**Extracted data**.
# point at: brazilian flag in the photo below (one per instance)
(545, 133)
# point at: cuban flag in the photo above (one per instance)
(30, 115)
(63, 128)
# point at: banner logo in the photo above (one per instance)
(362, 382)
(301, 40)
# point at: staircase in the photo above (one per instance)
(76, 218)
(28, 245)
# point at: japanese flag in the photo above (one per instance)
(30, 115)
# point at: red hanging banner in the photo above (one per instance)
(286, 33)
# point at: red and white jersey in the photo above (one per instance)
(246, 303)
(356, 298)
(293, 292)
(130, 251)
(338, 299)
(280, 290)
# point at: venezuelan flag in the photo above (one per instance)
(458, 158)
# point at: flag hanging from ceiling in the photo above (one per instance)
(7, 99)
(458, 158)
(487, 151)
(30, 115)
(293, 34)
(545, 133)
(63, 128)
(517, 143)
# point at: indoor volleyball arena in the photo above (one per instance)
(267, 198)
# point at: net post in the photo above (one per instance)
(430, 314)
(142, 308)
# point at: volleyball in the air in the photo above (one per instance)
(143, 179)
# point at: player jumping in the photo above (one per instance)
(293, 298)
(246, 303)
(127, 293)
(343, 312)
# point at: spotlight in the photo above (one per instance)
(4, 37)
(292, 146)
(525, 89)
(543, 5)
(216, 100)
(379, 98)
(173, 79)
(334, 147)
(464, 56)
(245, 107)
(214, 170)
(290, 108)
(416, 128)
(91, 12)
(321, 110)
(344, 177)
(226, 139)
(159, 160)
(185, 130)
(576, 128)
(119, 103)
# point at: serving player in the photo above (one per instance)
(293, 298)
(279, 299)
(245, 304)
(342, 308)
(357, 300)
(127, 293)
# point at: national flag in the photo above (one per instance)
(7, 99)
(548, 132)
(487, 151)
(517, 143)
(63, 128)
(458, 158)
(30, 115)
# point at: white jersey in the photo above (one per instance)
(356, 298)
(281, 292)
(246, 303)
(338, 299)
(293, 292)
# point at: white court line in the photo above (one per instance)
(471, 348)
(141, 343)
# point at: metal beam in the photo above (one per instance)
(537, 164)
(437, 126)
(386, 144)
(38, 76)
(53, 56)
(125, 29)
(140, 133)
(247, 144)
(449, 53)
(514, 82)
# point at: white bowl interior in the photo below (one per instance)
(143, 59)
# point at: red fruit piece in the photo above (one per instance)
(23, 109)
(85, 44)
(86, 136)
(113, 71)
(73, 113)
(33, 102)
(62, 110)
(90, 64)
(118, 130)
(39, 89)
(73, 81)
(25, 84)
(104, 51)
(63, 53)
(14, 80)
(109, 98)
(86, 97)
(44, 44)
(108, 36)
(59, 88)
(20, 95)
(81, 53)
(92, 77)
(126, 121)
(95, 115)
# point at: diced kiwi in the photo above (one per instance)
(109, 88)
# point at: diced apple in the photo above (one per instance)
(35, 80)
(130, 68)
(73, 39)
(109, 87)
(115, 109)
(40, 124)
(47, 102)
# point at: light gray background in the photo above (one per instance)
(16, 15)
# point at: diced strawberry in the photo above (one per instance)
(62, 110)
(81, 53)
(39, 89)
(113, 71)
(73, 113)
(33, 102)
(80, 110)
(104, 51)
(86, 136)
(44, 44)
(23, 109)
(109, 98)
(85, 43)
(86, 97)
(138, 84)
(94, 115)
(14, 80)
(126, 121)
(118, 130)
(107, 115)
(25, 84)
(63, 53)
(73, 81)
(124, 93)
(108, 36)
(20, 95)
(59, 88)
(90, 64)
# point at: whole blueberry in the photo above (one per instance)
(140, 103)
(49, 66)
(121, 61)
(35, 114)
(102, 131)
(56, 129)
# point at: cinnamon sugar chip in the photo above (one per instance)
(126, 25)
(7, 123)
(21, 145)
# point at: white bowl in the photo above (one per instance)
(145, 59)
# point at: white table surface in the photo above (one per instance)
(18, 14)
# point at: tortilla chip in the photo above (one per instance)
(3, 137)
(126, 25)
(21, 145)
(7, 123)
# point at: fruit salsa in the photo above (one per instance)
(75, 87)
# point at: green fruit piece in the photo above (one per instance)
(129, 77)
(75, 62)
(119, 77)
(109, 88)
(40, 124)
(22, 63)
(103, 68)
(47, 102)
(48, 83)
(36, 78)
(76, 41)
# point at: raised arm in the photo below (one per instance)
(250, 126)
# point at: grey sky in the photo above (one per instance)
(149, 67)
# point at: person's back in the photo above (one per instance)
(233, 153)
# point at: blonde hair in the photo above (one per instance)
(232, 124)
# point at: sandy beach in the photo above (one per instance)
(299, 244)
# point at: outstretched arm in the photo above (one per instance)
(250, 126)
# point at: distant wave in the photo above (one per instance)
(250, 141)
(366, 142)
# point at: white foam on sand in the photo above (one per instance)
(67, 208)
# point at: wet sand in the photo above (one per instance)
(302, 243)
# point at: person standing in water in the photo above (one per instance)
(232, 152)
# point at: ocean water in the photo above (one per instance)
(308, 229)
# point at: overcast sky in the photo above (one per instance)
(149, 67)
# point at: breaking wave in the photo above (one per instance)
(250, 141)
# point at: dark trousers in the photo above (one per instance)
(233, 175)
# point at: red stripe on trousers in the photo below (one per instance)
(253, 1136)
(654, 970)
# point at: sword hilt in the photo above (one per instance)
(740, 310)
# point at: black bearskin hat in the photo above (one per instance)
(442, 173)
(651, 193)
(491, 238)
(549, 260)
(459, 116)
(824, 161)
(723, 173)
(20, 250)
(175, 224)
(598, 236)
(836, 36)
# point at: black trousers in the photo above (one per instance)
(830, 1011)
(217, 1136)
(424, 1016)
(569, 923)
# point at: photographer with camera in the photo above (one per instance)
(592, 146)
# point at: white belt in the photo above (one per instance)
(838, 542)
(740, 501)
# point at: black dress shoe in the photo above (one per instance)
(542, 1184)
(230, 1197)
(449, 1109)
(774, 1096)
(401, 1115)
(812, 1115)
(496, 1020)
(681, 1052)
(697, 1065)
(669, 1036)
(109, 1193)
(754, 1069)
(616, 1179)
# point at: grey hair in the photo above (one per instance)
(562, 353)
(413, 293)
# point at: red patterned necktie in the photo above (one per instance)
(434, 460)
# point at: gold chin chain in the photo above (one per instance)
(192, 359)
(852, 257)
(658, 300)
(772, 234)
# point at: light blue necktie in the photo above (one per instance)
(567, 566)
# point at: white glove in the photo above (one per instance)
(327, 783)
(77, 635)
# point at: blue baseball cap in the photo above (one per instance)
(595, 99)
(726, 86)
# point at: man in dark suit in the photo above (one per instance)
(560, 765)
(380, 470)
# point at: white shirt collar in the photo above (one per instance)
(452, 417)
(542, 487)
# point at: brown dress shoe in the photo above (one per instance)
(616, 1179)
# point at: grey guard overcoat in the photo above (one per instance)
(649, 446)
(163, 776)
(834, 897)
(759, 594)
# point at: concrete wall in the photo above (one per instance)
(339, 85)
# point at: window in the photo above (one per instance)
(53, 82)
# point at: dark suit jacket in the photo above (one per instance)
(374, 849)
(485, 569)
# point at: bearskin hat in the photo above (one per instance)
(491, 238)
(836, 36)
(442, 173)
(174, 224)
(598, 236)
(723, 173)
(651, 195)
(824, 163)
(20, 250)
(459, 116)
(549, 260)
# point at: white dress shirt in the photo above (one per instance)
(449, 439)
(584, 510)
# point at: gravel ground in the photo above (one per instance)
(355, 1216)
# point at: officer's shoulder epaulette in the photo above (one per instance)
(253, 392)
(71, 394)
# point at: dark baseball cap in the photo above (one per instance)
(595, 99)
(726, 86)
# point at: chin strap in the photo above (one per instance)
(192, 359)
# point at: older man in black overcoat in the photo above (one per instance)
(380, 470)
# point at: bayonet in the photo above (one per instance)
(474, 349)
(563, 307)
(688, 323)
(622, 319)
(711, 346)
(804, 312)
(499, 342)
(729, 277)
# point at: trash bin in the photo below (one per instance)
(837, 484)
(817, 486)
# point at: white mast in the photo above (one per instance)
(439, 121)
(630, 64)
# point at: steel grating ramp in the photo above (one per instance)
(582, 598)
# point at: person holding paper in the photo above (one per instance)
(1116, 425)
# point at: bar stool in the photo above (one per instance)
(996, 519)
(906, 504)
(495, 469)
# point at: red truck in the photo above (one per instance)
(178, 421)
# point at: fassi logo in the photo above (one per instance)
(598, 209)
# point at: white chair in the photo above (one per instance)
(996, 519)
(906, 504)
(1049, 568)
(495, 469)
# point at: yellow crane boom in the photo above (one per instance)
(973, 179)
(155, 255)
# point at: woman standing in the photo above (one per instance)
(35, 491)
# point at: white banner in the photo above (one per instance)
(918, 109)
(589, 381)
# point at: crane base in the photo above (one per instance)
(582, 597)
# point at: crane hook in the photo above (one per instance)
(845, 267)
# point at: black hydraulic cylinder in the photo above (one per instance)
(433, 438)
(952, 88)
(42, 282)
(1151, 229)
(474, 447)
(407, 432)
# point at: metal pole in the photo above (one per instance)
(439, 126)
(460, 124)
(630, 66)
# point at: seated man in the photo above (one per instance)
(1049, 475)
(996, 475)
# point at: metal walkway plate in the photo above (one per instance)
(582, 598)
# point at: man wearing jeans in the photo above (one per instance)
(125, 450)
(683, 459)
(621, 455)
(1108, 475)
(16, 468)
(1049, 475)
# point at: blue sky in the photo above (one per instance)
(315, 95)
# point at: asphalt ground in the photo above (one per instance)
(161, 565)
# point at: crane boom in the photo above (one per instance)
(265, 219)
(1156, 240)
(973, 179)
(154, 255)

**Task to complete**. Rescale the coordinates from the line that contains "# point at: crane boom" through the end of the records: write out every one of those lines, including the line starting with #, with each coordinate multiplied by 0.8 and rounded to a whole number, halves rounding up.

**Worked solution**.
# point at: crane boom in the photo above (one per instance)
(212, 175)
(925, 192)
(778, 143)
(123, 204)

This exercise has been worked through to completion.